:: Dataset excerpts

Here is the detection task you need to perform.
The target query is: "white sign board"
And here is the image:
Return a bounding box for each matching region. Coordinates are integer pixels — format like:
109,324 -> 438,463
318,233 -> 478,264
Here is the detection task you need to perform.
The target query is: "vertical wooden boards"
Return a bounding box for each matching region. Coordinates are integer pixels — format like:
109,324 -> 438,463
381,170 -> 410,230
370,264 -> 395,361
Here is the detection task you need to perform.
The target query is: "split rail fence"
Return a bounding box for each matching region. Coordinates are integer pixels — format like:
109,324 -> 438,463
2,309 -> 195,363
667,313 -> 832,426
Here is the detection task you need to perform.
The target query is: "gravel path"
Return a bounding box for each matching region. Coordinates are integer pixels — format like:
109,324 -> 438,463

::::

**Exercise prompt:** Your job is to reproduce the data in full, with every line intact.

**Exercise output:**
Here is the detection task you need to perform.
The target query is: "white sign board"
And here is the image:
Return a bounding box for each matching region. Coordinates are integer pixels — format like:
109,324 -> 438,463
318,233 -> 478,264
Here is the detection task you need to perform.
The target query is: "vertical wooden boards"
Return a bounding box for each matching region. Coordinates are integer pixels — format like:
109,324 -> 438,463
381,170 -> 410,230
370,264 -> 395,361
Here is the detection task you need to perform.
The target query is: "split rail fence"
Return a bounding box for each matching region. Coordinates are integer pixels — format like:
109,324 -> 438,463
2,309 -> 195,363
667,313 -> 832,426
Here is the detection task you need to perform.
The target query is: "gravel path"
Return a bounding box for each matching region. Coordinates are integer pixels — format like:
109,324 -> 438,463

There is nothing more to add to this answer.